* START *

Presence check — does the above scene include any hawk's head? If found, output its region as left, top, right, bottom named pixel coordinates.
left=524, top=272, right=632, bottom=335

* END *
* START *

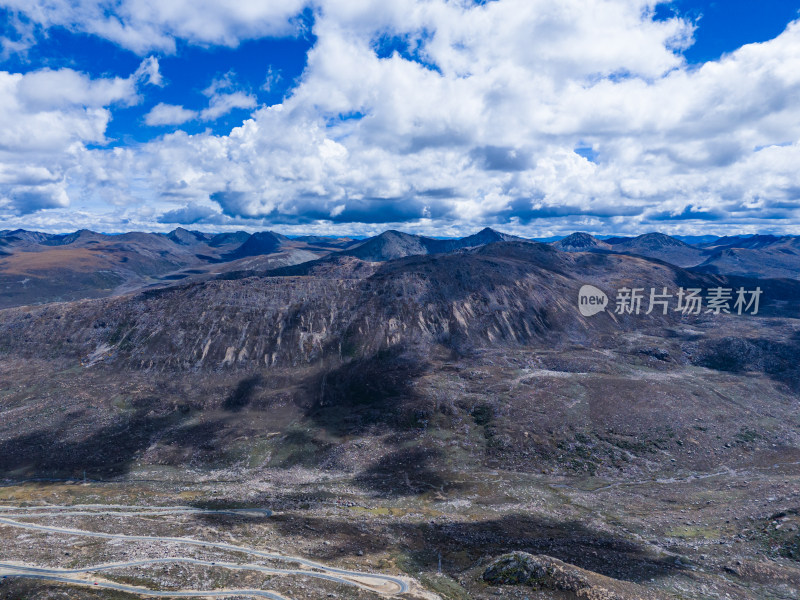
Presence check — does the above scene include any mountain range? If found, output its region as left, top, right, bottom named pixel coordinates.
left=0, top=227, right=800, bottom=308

* END *
* START *

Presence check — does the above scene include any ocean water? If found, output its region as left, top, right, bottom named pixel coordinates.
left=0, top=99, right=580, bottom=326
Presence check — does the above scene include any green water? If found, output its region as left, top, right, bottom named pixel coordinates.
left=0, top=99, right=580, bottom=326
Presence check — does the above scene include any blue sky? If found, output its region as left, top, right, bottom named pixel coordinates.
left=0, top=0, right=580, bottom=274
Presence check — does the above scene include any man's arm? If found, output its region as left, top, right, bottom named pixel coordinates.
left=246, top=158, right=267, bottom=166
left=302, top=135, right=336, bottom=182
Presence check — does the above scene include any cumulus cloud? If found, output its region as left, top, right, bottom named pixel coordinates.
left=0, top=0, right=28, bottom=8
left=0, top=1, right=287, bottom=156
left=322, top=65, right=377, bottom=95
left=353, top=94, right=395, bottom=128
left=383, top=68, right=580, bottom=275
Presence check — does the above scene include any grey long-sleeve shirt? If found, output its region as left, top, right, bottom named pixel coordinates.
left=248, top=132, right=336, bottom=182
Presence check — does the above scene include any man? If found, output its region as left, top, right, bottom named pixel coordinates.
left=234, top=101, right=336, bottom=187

* END *

* **Exercise goal**
List every line in the records above that contains the word "water", matching case exactly.

* **Task result**
Presence check — does the above scene include any ocean water? If found, output its region as left, top, right, bottom named pixel coordinates.
Presence check — does the above scene include any green water? If found, output its region as left, top, right, bottom named pixel coordinates.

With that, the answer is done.